## Attività da svolgere
- a) Nella recensione del fumetto sull'immigrazione, presso quale università insegna Bryan Caplan?
- b) Riprenda la recensione del fumetto sulle frontiere aperte e la prosegua a partire dalla sua ultima frase.
───── Estratto del testo
Open Borders. The Science and Ethics of Immigration

Federico Morganti

La recensione del libro di Bryan Caplan e Zach Weinersmith, First Second, 256 pp., 19,99 dollari

L’immigrazione è tra le questioni più polarizzanti del nostro tempo. Bryan Caplan, professore di Economia alla George Mason University e sostenitore degli open borders, ha pensato di dire la sua in un formato espressamente non accademico come il fumetto (con illustrazioni di Zach Weinersmith), per rivolgersi a un pubblico normalmente poco interessato a formule, grafici e spiegazioni prolisse. E’ curioso che una cultura ossessionata dalla disuguaglianza sia oggi più ostile che mai nei confronti dell’immigrazione. Perché l’immigrazione è un potentissimo driver di uguaglianza. Aprire le frontiere significa decuplicare la gamma di scelta per chi offre e chi cerca lavoro. Una migliore divisione del lavoro e più opportunità di creare ricchezza, a beneficio anzitutto di chi ha meno. E’ un punto etico, oltre che economico. Per Caplan, è semplicemente illegittimo escludere dal processo produttivo chi ha avuto la sfortuna di nascere dalla parte “sbagliata” della frontiera.
──────────
───── Voci del dataset
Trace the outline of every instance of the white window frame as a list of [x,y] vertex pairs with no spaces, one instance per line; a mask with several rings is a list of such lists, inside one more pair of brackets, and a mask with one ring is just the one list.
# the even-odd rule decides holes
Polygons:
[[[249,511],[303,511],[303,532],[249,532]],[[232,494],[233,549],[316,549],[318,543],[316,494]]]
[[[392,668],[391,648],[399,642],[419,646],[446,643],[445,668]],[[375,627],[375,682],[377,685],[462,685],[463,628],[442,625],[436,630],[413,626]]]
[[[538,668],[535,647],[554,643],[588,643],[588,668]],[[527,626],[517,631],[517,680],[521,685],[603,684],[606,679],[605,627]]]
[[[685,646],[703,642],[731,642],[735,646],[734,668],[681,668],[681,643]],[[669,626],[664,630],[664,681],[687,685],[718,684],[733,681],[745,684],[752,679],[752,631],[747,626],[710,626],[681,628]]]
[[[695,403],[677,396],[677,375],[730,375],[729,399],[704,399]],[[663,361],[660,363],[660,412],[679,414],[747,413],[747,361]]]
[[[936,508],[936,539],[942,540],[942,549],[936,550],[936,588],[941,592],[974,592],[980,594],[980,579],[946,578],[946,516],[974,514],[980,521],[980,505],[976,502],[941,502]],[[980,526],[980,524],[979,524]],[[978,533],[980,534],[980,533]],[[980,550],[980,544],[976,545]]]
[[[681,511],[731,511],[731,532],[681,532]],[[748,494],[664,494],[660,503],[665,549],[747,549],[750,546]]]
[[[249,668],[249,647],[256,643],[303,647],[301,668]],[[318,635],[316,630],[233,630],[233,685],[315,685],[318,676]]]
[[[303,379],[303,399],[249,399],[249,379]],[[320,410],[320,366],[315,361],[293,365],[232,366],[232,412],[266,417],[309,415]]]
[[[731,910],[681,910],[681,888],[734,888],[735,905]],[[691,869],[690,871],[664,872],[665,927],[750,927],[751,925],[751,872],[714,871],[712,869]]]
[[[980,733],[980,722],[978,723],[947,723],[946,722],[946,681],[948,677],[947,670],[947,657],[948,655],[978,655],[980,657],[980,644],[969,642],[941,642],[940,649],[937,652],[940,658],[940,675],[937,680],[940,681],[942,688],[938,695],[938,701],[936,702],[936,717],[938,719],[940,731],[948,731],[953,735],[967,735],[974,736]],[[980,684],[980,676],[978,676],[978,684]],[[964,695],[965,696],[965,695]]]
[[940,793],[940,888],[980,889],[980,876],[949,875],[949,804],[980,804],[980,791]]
──────────
───── Voci del dataset
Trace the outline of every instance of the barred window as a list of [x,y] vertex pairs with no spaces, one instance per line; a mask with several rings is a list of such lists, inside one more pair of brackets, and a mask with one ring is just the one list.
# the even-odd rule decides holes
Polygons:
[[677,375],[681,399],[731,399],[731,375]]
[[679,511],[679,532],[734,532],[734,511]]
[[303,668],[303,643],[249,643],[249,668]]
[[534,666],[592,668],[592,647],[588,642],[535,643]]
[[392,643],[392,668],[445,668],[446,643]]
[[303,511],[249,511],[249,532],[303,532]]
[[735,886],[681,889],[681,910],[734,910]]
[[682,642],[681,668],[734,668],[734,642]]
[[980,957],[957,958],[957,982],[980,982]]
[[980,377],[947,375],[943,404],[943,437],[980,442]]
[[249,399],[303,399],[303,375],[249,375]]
──────────
───── Voci del dataset
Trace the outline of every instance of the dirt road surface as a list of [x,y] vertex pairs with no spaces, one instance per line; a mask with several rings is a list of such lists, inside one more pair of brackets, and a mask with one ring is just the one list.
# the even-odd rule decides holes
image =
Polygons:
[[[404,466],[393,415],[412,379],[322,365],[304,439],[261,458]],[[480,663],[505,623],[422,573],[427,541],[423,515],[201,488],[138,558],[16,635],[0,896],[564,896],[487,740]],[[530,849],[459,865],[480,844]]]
──────────
## Soluzioni degli esercizi
- a) Alla George Mason University, dove è professore di Economia.

- b)
Se l’economista avrà chiari i benefici dell’apertura dei confini, il grande pubblico tenderà a percepire il migrante come un peso. Non è forse vero che nuova manodopera aumenta la concorrenza tra i lavoratori, riducendo i salari? Nient’affatto, perché il neoarrivato consumerà beni che incrementeranno la domanda di lavoro. Una forza di lavoro più ampia consentirà una suddivisione dei compiti più accurata ed estesa, distribuendo la forza lavoro su nuove professioni. Ma, si dirà, l’immigrato rappresenta un peso per le casse pubbliche, in quanto potenziale percettore di welfare. Fu il premio Nobel per l’economia Milton Friedman a sostenere che non si possono avere simultaneamente libera immigrazione e welfare state. Una tesi, per Caplan, irrimediabilmente errata. Pensioni e sanità funzionano tanto meglio quanto più il numero dei lavoratori contribuenti supera quello dei beneficiari di tali programmi (a differenza di quanto avviene in Italia). Ci sarà senz’altro chi riceverà più di quanto avrà dato (anche tra i nativi, peraltro). Eccezioni che, come tali, non forniscono valide ragioni per restringere la libertà di movimento.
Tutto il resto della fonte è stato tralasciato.